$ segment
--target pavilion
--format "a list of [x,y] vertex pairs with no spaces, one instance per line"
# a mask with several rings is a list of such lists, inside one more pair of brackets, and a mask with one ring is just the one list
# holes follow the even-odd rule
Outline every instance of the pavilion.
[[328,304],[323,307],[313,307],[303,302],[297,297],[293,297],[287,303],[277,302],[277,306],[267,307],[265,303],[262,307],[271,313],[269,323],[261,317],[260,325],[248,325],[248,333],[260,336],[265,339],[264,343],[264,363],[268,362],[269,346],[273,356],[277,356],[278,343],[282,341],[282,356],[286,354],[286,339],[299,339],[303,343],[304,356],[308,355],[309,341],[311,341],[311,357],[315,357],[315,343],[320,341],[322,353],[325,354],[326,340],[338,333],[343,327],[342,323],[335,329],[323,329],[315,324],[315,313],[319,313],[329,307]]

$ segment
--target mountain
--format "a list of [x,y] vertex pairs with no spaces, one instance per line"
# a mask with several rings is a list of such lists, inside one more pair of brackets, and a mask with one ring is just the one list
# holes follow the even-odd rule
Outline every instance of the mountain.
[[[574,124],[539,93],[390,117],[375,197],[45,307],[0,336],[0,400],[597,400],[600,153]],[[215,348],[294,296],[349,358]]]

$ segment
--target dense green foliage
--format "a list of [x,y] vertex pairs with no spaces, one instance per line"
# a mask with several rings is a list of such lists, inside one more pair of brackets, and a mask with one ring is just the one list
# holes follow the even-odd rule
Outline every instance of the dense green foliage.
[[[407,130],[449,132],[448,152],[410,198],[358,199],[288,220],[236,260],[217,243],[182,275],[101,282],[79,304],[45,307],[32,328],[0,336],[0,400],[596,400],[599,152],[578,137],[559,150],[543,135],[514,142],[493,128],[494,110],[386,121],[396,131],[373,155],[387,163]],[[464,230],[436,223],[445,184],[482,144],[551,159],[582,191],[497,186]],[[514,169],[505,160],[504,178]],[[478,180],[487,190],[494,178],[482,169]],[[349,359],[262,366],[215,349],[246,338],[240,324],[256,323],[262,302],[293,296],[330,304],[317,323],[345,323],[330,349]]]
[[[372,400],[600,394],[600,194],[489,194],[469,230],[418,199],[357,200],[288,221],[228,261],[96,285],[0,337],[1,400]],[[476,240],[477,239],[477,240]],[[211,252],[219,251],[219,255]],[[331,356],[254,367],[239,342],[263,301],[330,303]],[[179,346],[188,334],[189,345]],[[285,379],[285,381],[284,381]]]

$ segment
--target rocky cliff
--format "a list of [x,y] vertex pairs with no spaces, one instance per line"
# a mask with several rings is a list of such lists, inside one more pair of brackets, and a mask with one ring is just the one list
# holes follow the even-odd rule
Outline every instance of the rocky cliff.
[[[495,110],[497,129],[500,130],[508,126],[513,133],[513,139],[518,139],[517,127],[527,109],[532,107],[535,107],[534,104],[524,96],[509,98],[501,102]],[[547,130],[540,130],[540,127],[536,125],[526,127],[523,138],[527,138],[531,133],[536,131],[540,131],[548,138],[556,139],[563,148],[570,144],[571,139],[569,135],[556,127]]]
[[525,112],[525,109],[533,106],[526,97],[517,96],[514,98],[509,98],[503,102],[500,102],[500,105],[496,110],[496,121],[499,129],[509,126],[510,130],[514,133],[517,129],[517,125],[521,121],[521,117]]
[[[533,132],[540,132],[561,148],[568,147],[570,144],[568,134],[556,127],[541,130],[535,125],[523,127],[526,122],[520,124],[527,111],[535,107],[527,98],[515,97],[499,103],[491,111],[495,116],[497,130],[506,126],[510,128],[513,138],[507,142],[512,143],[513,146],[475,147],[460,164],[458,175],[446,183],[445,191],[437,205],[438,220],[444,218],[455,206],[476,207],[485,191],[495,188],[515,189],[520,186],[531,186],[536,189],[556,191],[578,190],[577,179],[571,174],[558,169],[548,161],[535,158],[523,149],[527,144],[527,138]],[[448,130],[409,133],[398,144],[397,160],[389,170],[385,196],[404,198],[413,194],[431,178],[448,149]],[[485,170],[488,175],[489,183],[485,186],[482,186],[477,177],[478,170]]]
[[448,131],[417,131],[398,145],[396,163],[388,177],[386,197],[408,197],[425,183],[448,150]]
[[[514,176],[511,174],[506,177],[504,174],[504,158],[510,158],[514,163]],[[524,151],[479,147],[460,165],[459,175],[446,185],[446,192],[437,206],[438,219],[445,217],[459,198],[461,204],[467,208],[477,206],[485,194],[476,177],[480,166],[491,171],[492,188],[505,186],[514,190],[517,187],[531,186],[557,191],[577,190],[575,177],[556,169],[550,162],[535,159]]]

····················

◆ **Your task**
All of the data above needs to be given again exactly.

◆ **Exercise solution**
$ segment
--target pavilion
--format "a list of [x,y] vertex pairs with no spaces, one instance per line"
# a mask with several rings is a list of such lists, inside one more pair of brackets, and a mask with one ring is just the one list
# holes follow the even-odd rule
Outline every instance of the pavilion.
[[328,304],[323,307],[313,307],[303,302],[297,297],[293,297],[287,303],[277,302],[277,306],[267,307],[265,303],[262,307],[271,313],[269,323],[261,317],[260,325],[248,325],[248,333],[260,336],[265,339],[264,343],[264,363],[268,362],[269,346],[273,356],[277,356],[278,343],[282,341],[282,356],[286,354],[286,339],[299,339],[303,343],[304,356],[308,355],[309,341],[311,341],[311,357],[315,357],[315,343],[320,341],[322,353],[325,354],[326,340],[338,333],[343,327],[342,323],[335,329],[323,329],[315,324],[315,313],[319,313],[329,307]]

$ segment
--target mountain
--format "a list of [x,y] vertex pairs with no spaces, one instance per line"
# a mask with several rings is a list of such lists, inside one more pair of brackets, and a mask with one ring is just the one list
# holes follow the even-odd rule
Outline every instance of the mountain.
[[[574,124],[539,93],[390,117],[375,197],[45,307],[0,336],[0,400],[597,400],[600,153]],[[215,348],[294,296],[349,358]]]

$ segment
--target dense green foliage
--format "a list of [x,y] vertex pairs with no spaces, one instance per line"
# a mask with several rings is a list of such lists, inside one more pair of brackets, and a mask with one ring is just the one list
# holes follow the even-odd rule
Outline every instance of the dense green foliage.
[[[407,130],[449,132],[448,152],[410,198],[358,199],[288,220],[236,260],[217,243],[182,275],[101,282],[79,304],[45,307],[32,328],[0,336],[0,400],[596,400],[599,152],[578,137],[559,150],[543,135],[514,142],[493,128],[494,110],[386,121],[396,131],[373,155],[387,163]],[[464,230],[436,223],[445,184],[482,144],[551,159],[582,191],[497,186]],[[514,169],[505,160],[504,178]],[[478,180],[487,190],[494,178],[482,169]],[[349,359],[262,366],[215,349],[246,338],[240,324],[256,323],[262,302],[293,296],[330,304],[317,323],[345,323],[330,349]]]
[[[372,400],[600,394],[600,194],[489,194],[469,230],[418,199],[357,200],[288,221],[228,261],[96,285],[0,337],[1,400]],[[476,240],[477,239],[477,240]],[[211,252],[219,251],[219,255]],[[331,356],[254,367],[239,342],[263,301],[330,303]],[[179,346],[188,334],[189,345]],[[285,379],[285,381],[284,381]]]

$ segment
--target rocky cliff
--format "a list of [x,y] vertex pairs with no spaces, one instance per line"
# a mask with several rings is a list of such lists, inside one more pair of brackets, and a mask with one ring is just the one list
# holes follow the even-odd rule
Outline every instance of the rocky cliff.
[[[495,110],[497,129],[500,130],[508,126],[513,133],[513,139],[518,139],[517,127],[527,109],[532,107],[535,107],[534,104],[524,96],[509,98],[501,102]],[[547,130],[540,130],[540,127],[536,125],[526,127],[523,138],[527,138],[531,133],[536,131],[540,131],[548,138],[556,139],[563,148],[570,144],[571,139],[569,135],[556,127]]]
[[525,112],[525,109],[533,106],[526,97],[517,96],[514,98],[509,98],[503,102],[500,102],[500,105],[496,110],[496,121],[499,129],[509,126],[510,130],[514,133],[517,129],[517,125],[521,121],[521,117]]
[[[533,132],[540,132],[561,148],[568,147],[570,144],[568,134],[556,127],[541,130],[535,125],[523,127],[526,122],[520,124],[527,111],[535,107],[527,98],[515,97],[499,103],[491,111],[495,116],[497,130],[506,126],[510,128],[513,138],[507,142],[512,143],[513,146],[475,147],[460,164],[458,175],[446,183],[445,191],[437,205],[438,220],[444,218],[455,206],[476,207],[485,191],[495,188],[515,189],[520,186],[531,186],[536,189],[556,191],[578,190],[577,179],[571,174],[558,169],[548,161],[535,158],[523,149],[527,144],[527,138]],[[448,130],[409,133],[398,144],[397,160],[389,170],[385,196],[404,198],[413,194],[431,178],[448,149]],[[485,170],[488,175],[489,183],[485,186],[482,186],[477,177],[478,170]]]
[[448,131],[417,131],[398,145],[396,163],[388,177],[386,197],[408,197],[425,183],[448,150]]
[[[514,176],[511,174],[506,177],[504,174],[504,158],[510,158],[514,163]],[[524,151],[479,147],[460,165],[459,175],[446,185],[446,192],[437,206],[438,219],[445,217],[459,198],[461,204],[467,208],[477,206],[485,194],[476,177],[480,166],[491,171],[492,188],[505,186],[514,190],[517,187],[531,186],[557,191],[577,190],[575,177],[556,169],[550,162],[535,159]]]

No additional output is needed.